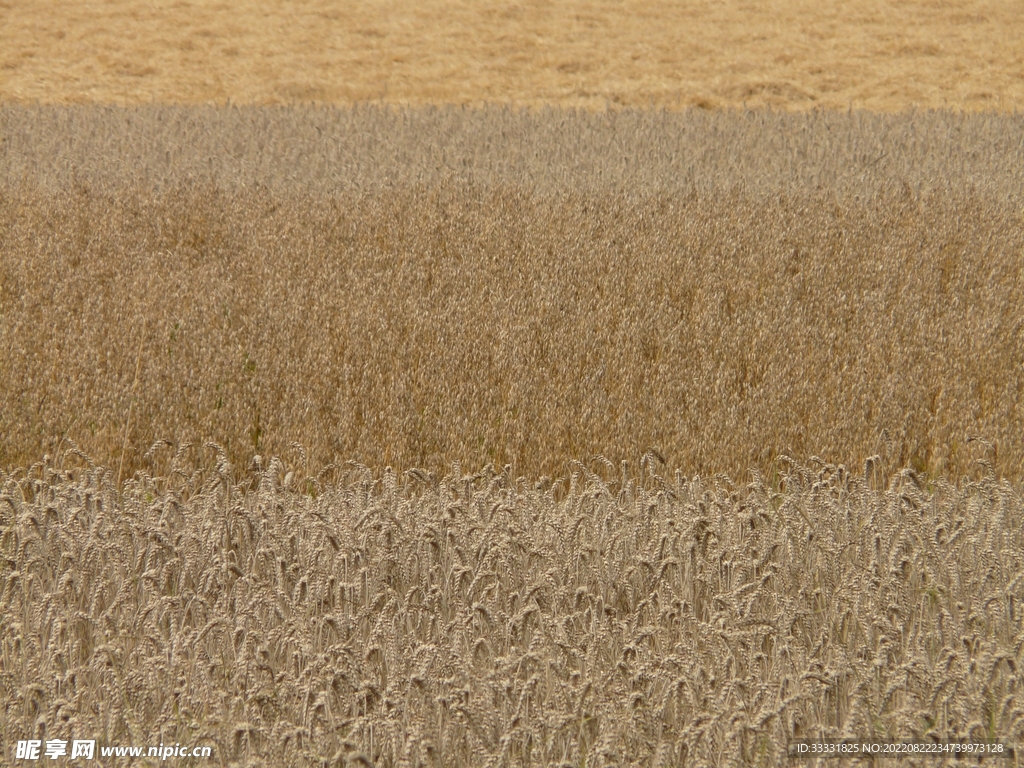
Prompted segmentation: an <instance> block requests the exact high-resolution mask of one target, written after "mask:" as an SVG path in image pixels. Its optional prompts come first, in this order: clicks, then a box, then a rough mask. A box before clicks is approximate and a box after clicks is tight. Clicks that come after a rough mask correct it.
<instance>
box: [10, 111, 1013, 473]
mask: <svg viewBox="0 0 1024 768" xmlns="http://www.w3.org/2000/svg"><path fill="white" fill-rule="evenodd" d="M2 116H3V117H2V121H0V132H2V133H3V134H4V135H5V136H6V141H5V144H4V146H5V148H4V150H3V153H4V155H3V156H0V157H3V164H2V165H0V168H3V167H5V168H6V171H7V173H6V174H5V175H4V176H3V177H0V181H2V186H0V275H2V281H0V285H2V290H3V294H2V314H0V343H2V345H3V347H4V349H5V357H4V360H5V362H4V369H3V371H2V382H3V386H2V387H0V465H5V466H8V467H10V466H28V465H29V464H31V463H32V462H34V461H36V460H37V459H38V457H39V456H42V455H43V453H45V452H47V451H48V452H50V453H54V452H55V451H56V450H57V449H58V447H59V445H58V442H59V440H60V439H62V438H63V437H70V438H72V439H74V440H75V441H76V442H77V443H78V444H79V445H80V446H81V447H82V449H83V450H84V451H86V452H87V453H88V454H90V455H91V456H94V457H96V459H97V460H98V461H101V462H102V463H104V464H108V465H110V466H120V465H121V462H122V457H123V455H124V454H127V455H126V456H124V458H123V461H124V471H125V476H130V474H131V472H132V471H133V470H134V469H135V468H137V467H139V466H141V465H140V463H139V460H140V456H141V453H142V452H143V451H144V450H145V447H146V446H147V445H148V444H150V443H151V442H152V441H153V440H154V439H156V438H158V437H159V438H166V439H168V440H171V441H173V442H174V443H176V444H177V443H180V442H182V441H186V440H187V441H193V442H202V441H204V440H207V439H216V440H217V441H219V442H221V443H222V444H223V445H224V446H225V449H226V450H227V452H228V455H229V457H230V458H231V460H232V461H236V462H239V461H242V460H244V458H245V457H247V456H249V455H250V454H252V453H255V452H269V453H273V454H275V455H285V454H286V452H287V450H288V445H289V444H290V443H291V442H292V441H296V440H298V441H301V442H303V443H304V444H305V445H306V446H307V450H308V451H309V455H310V460H311V461H312V462H313V463H315V464H326V463H328V462H331V461H345V460H348V459H355V460H358V461H360V462H362V463H365V464H367V465H369V466H375V467H381V466H384V465H386V464H392V465H395V466H425V467H427V468H430V469H432V470H434V471H442V469H443V467H444V466H447V463H449V462H451V461H453V460H456V459H458V460H461V461H463V462H464V463H465V464H466V466H482V465H483V464H485V463H487V462H495V463H496V465H498V466H502V465H504V464H505V463H511V464H513V466H514V467H515V468H516V472H517V473H521V474H529V475H532V476H538V475H540V474H561V473H564V472H566V471H567V469H566V467H567V462H569V461H571V460H574V459H585V458H587V457H590V456H593V455H595V454H598V453H601V454H605V455H607V456H609V457H610V458H611V459H612V460H613V461H617V460H618V459H620V458H630V457H636V456H638V455H640V454H642V453H643V452H644V451H646V450H647V449H648V447H650V446H653V447H655V449H657V450H658V451H660V452H662V454H663V455H664V456H665V457H666V458H667V459H668V461H669V462H670V463H673V464H675V465H678V466H681V467H683V468H685V469H686V471H699V472H701V473H706V474H707V473H709V472H720V471H721V472H727V473H729V474H730V475H731V476H733V477H742V476H744V473H745V472H746V470H748V469H749V468H751V467H759V468H760V469H761V470H762V471H767V467H768V463H769V462H770V460H771V458H772V457H773V456H775V455H777V454H779V453H786V454H790V455H793V456H798V457H807V456H810V455H812V454H817V455H819V456H822V457H824V458H825V459H826V460H829V461H833V462H836V463H844V462H845V463H847V464H849V465H851V466H859V465H860V464H861V463H862V462H863V461H864V460H865V459H866V458H867V457H869V456H872V455H876V454H881V455H883V456H885V457H886V459H887V461H889V462H890V466H891V467H895V466H908V465H912V466H913V467H915V468H916V469H918V470H920V471H927V472H930V473H932V474H935V475H943V476H945V477H947V479H954V478H956V477H959V476H962V475H964V474H965V473H971V472H975V473H976V472H977V471H978V468H977V465H976V463H975V462H976V461H977V460H978V459H986V460H988V461H990V462H992V463H993V464H994V467H995V471H996V473H997V474H998V475H1000V476H1009V477H1013V478H1019V477H1020V473H1021V467H1022V466H1024V441H1022V434H1024V431H1022V429H1021V427H1022V421H1024V420H1022V415H1024V412H1022V410H1021V409H1022V406H1021V395H1022V392H1024V333H1022V328H1024V303H1022V302H1024V299H1022V297H1024V285H1022V276H1024V275H1022V272H1021V261H1020V254H1021V253H1022V252H1024V226H1022V216H1021V214H1022V211H1021V207H1020V201H1021V200H1022V199H1024V194H1022V189H1024V183H1022V177H1021V174H1022V171H1021V169H1022V168H1024V158H1022V146H1024V141H1022V135H1024V132H1022V121H1021V119H1020V118H1012V117H1007V118H992V117H988V118H981V117H973V118H972V117H965V116H953V115H949V114H943V113H935V114H919V115H904V116H901V117H897V118H883V117H879V116H869V115H860V114H853V115H850V116H837V115H831V116H828V115H816V116H814V115H812V116H785V115H770V114H765V113H761V114H758V113H750V114H731V115H728V114H727V115H719V116H715V117H707V116H702V115H699V114H688V115H640V114H620V115H608V116H592V115H580V114H570V113H559V112H548V113H545V114H542V115H532V116H524V115H517V114H515V113H511V112H508V111H489V112H483V113H463V112H460V111H457V110H447V111H445V110H437V111H430V112H406V113H400V114H392V113H388V112H386V111H379V110H362V111H358V112H354V113H353V112H346V111H312V112H292V111H287V110H276V111H261V110H231V111H225V110H221V111H217V110H205V111H196V112H194V111H188V110H152V111H147V110H141V111H128V112H125V111H119V110H71V111H66V110H41V111H32V110H29V111H24V110H17V109H11V108H8V109H5V111H4V112H3V113H2ZM360 126H361V129H360ZM503 136H504V138H502V137H503ZM378 159H381V160H380V161H379V162H378ZM43 265H45V266H43ZM143 323H144V325H143ZM129 422H130V423H129ZM126 436H127V441H126ZM974 437H979V438H981V440H978V441H973V442H969V440H970V439H971V438H974ZM126 445H127V451H125V446H126ZM151 469H152V470H153V471H158V472H162V471H165V470H166V467H156V468H151Z"/></svg>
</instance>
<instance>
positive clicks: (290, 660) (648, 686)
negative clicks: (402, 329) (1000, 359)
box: [0, 442, 1024, 766]
mask: <svg viewBox="0 0 1024 768" xmlns="http://www.w3.org/2000/svg"><path fill="white" fill-rule="evenodd" d="M205 447H206V449H207V452H206V453H207V459H208V460H207V462H206V463H205V464H204V465H202V466H198V467H197V466H195V465H188V464H187V463H185V462H184V458H185V455H184V454H182V452H181V451H180V450H179V451H177V452H175V451H173V449H171V447H170V446H167V445H166V443H163V442H160V443H157V444H155V445H154V446H153V449H152V450H153V451H154V453H160V452H168V451H170V452H171V453H172V454H174V456H172V468H173V469H172V473H171V474H170V475H168V476H164V477H153V476H151V475H148V474H147V473H145V472H141V473H138V474H136V475H135V476H134V477H133V478H132V479H131V480H130V481H129V482H127V483H126V484H125V486H124V487H123V488H119V487H118V486H117V483H116V477H115V474H116V471H115V470H114V469H113V468H104V467H102V466H97V465H95V464H94V463H92V461H91V460H89V459H88V457H86V456H85V455H84V454H82V453H81V452H78V451H75V450H71V451H69V452H68V454H67V455H65V456H63V457H61V459H60V461H59V462H53V461H52V460H50V459H49V458H47V459H46V460H44V461H43V462H41V463H37V464H35V465H34V466H33V467H31V468H30V469H29V470H27V471H26V470H23V471H19V472H15V473H12V474H6V473H5V474H3V475H0V483H2V490H3V496H0V525H2V528H0V545H2V548H3V553H4V561H5V570H4V577H5V578H4V582H3V585H4V586H3V589H2V591H0V606H2V616H3V620H2V621H3V623H4V624H3V634H2V651H0V652H2V656H0V657H2V660H3V685H4V689H5V691H6V695H5V703H4V708H3V715H2V718H0V737H2V738H3V742H4V743H5V744H10V743H11V740H12V739H14V738H25V737H26V734H31V735H35V736H37V737H39V738H46V737H54V736H56V737H66V738H70V737H71V736H73V735H74V734H81V733H83V732H88V733H93V734H103V737H104V738H105V739H109V740H111V741H119V740H120V741H121V742H125V741H128V742H135V743H141V742H145V741H147V740H148V741H150V742H154V743H156V742H157V740H159V741H160V742H162V743H163V742H166V743H172V742H181V743H185V744H191V743H205V744H212V745H214V748H215V749H214V755H215V757H216V758H219V760H220V762H221V763H222V764H229V765H393V766H398V765H408V766H413V765H424V766H426V765H479V766H484V765H550V766H582V765H615V766H618V765H650V766H663V765H665V766H667V765H779V764H783V763H784V762H785V760H786V758H785V745H786V743H787V741H788V740H791V739H793V738H800V737H813V738H822V737H833V738H836V737H844V736H854V737H857V738H860V739H868V738H873V739H879V740H884V739H909V738H918V739H924V740H929V739H933V738H934V739H969V740H972V741H976V742H986V741H992V740H996V739H998V740H1000V741H1004V742H1008V743H1010V744H1012V743H1013V742H1014V740H1015V739H1019V738H1020V737H1021V735H1024V733H1022V731H1024V705H1022V702H1021V701H1020V699H1018V698H1017V694H1018V692H1019V688H1018V683H1019V682H1020V674H1021V673H1020V664H1021V637H1022V627H1021V610H1022V608H1021V601H1020V583H1021V581H1022V579H1024V542H1022V538H1021V537H1022V529H1024V504H1022V500H1021V496H1020V490H1019V488H1015V487H1014V486H1012V485H1011V484H1010V483H1009V482H1007V481H997V480H996V479H995V478H994V476H991V475H988V476H986V477H984V478H982V479H981V480H979V481H976V482H975V481H972V482H966V483H962V484H958V485H956V486H953V485H950V484H949V483H948V482H946V481H944V480H940V481H938V482H937V483H935V484H929V483H927V482H926V481H925V480H924V478H922V477H921V476H919V475H918V474H916V473H914V472H913V471H912V470H904V471H902V472H899V473H896V474H893V475H890V476H888V477H887V476H886V475H884V474H883V473H882V472H881V471H880V468H879V467H878V466H877V465H876V464H873V463H869V464H868V465H867V467H866V468H865V471H864V472H863V473H860V472H851V471H849V470H848V469H847V468H845V467H843V466H835V465H825V464H824V463H823V462H818V463H816V464H813V465H800V464H797V463H796V462H793V461H791V460H787V459H780V460H779V461H778V462H777V463H776V466H775V467H774V471H773V473H772V475H771V476H770V477H763V476H761V475H760V474H756V475H754V476H753V478H752V479H751V481H750V482H745V483H741V484H733V483H730V482H729V481H728V480H727V479H724V478H718V479H716V478H698V477H693V478H686V477H684V476H683V475H682V474H681V473H679V472H677V473H675V476H665V474H664V467H663V465H662V464H660V462H659V460H658V459H657V458H656V457H655V456H654V455H653V454H646V455H644V457H642V461H641V463H640V465H639V467H635V468H633V469H630V468H628V467H627V466H626V464H625V463H624V465H623V466H622V467H615V466H613V465H612V464H611V462H609V461H607V460H606V459H603V458H601V459H598V460H596V461H595V462H594V464H593V469H591V468H588V467H587V466H586V465H584V464H577V465H575V466H574V467H573V470H572V472H571V475H569V476H568V477H567V478H564V479H562V480H559V481H557V482H554V483H552V481H551V480H550V479H547V478H546V479H542V480H541V481H538V482H530V481H529V480H527V479H526V478H524V477H518V478H516V477H514V476H513V475H512V474H510V473H509V471H508V468H505V470H504V471H501V470H496V469H495V468H494V467H493V466H489V465H488V466H487V467H485V468H484V469H483V470H482V471H480V472H477V473H474V474H462V472H461V469H460V467H459V466H458V465H455V466H453V468H452V472H451V473H450V474H447V475H445V476H443V477H441V478H438V477H437V476H436V475H433V474H428V473H426V472H423V471H420V470H412V471H410V472H404V473H401V474H398V473H396V472H394V471H392V469H391V468H390V467H388V468H386V469H384V470H383V472H380V473H377V474H375V473H373V472H372V471H371V470H370V469H368V468H367V467H365V466H361V465H357V464H355V463H354V462H350V463H348V464H347V465H343V466H338V467H325V468H323V469H322V470H321V471H319V472H317V474H316V475H315V476H312V475H307V474H304V473H302V472H299V473H295V472H289V473H287V474H286V473H285V472H284V469H285V468H284V466H283V465H282V462H281V461H280V460H279V459H276V458H273V459H266V460H264V459H262V458H261V457H255V458H254V459H253V462H252V464H251V465H250V466H249V467H248V468H233V467H231V465H230V464H229V462H228V461H227V458H226V456H225V455H224V453H223V450H222V449H221V447H220V446H218V445H216V444H212V443H211V444H208V445H206V446H205ZM294 452H297V453H298V454H299V455H300V456H301V454H302V451H301V447H300V446H296V447H295V449H294ZM240 477H241V478H243V479H242V480H241V481H240ZM906 763H907V764H908V765H919V764H922V765H924V764H928V765H936V764H950V765H951V764H956V765H965V764H977V763H976V761H971V760H966V761H965V760H950V759H945V760H941V761H935V760H928V761H918V760H912V759H911V760H907V761H906ZM803 764H807V763H803ZM824 764H828V765H845V764H849V761H842V762H840V761H825V763H824ZM985 764H986V765H988V763H985ZM997 764H1000V765H1007V764H1015V763H1013V762H1011V763H1007V762H1006V761H1002V760H1000V761H997Z"/></svg>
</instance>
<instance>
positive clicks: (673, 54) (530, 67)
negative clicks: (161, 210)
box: [0, 0, 1024, 112]
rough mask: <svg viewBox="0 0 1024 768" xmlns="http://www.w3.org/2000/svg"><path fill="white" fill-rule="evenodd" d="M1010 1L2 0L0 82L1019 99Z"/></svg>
mask: <svg viewBox="0 0 1024 768" xmlns="http://www.w3.org/2000/svg"><path fill="white" fill-rule="evenodd" d="M1022 51H1024V14H1022V13H1021V12H1020V7H1019V5H1018V4H1017V3H1015V2H1013V1H1012V0H1011V1H1008V0H956V2H943V1H942V0H772V2H749V0H687V2H678V1H677V0H613V1H609V0H559V2H545V1H544V0H512V1H509V0H418V1H417V2H415V3H412V2H395V0H381V1H379V2H372V3H366V2H364V3H356V2H339V1H338V0H301V2H281V1H280V0H276V1H274V0H270V1H268V0H232V1H231V2H223V1H222V0H103V2H102V3H96V2H88V1H83V0H63V1H62V2H60V3H45V2H31V1H29V0H0V100H4V101H8V100H11V99H14V100H19V101H22V102H32V101H34V100H40V101H43V102H46V103H70V102H114V103H122V104H131V103H147V102H153V101H158V102H165V103H166V102H172V103H209V102H217V103H224V102H225V101H227V100H230V101H232V102H234V103H249V104H253V103H259V104H269V103H294V102H296V101H319V102H327V103H352V102H360V101H367V100H377V99H382V100H386V101H388V102H392V103H401V104H415V105H424V104H430V103H439V102H445V103H469V104H475V105H478V104H480V103H481V102H486V101H492V102H494V101H499V102H512V103H515V104H529V105H542V104H551V103H558V104H560V105H562V106H578V108H586V109H600V110H603V109H605V106H606V105H607V104H612V105H620V106H633V108H647V106H649V105H654V106H657V108H660V106H668V108H670V109H678V108H681V106H682V108H685V106H688V105H691V104H692V105H700V106H705V108H722V106H730V105H732V106H740V105H742V104H743V103H746V104H749V105H751V106H766V105H770V106H774V108H777V109H779V108H780V109H787V110H808V109H813V108H823V109H829V110H835V109H842V110H846V109H847V106H849V105H851V104H852V105H853V106H854V108H857V109H868V110H881V111H885V112H892V111H899V110H902V109H904V108H906V106H908V105H918V106H933V108H946V109H950V110H987V111H990V110H1010V109H1013V106H1014V105H1015V104H1021V103H1022V102H1024V53H1022Z"/></svg>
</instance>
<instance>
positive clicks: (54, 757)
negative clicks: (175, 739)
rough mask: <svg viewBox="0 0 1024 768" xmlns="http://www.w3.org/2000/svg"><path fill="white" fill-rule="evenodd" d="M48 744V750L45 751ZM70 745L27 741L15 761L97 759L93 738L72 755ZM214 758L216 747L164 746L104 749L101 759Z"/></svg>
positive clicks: (100, 747)
mask: <svg viewBox="0 0 1024 768" xmlns="http://www.w3.org/2000/svg"><path fill="white" fill-rule="evenodd" d="M44 744H45V749H44ZM68 745H69V742H68V741H67V740H66V739H62V738H51V739H48V740H47V741H45V742H44V741H43V740H42V739H38V738H29V739H23V740H20V741H18V742H17V744H16V745H15V748H14V759H15V760H39V759H41V758H44V757H45V758H47V759H48V760H56V759H57V758H63V757H67V758H70V759H71V760H92V759H93V758H95V757H96V740H95V739H93V738H89V739H86V738H76V739H75V740H74V741H71V752H70V753H69V751H68ZM212 755H213V748H212V746H193V748H188V746H182V745H181V744H160V745H159V746H150V748H148V749H146V748H144V746H114V745H109V746H100V748H99V757H101V758H142V757H147V758H158V759H160V760H167V759H168V758H209V757H212Z"/></svg>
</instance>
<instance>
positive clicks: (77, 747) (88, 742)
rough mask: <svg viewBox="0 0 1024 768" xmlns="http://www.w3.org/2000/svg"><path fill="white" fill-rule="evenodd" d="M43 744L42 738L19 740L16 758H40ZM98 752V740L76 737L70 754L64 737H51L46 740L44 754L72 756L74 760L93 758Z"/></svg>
mask: <svg viewBox="0 0 1024 768" xmlns="http://www.w3.org/2000/svg"><path fill="white" fill-rule="evenodd" d="M42 746H43V741H42V739H38V738H30V739H26V740H22V741H18V742H17V746H15V749H14V759H15V760H39V758H40V750H41V749H42ZM95 753H96V740H95V739H94V738H92V739H84V738H76V739H75V740H74V741H72V742H71V755H70V756H69V755H68V741H67V740H65V739H62V738H51V739H48V740H47V741H46V750H45V751H44V752H43V756H44V757H46V758H48V759H50V760H56V759H57V758H62V757H71V759H72V760H78V759H85V760H92V758H93V757H94V756H95Z"/></svg>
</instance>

——

◆ **PROBLEM TO WORK ON**
Reproduce verbatim the stretch of the items from their start through the line containing "box: [10, 111, 1013, 473]", both ends included, and omit the pictures from the output.

◆ **WORKED SOLUTION**
Prompted segmentation: an <instance> block requests the exact high-resolution mask of one target, written after "mask:" as an SVG path in image pixels. Its optional prompts come first, in this order: clicks, then a box, then a rough mask. A box before clicks is approximate and a box after clicks is tight. Clicks that come after a rough mask correct it.
<instance>
box: [10, 111, 1013, 473]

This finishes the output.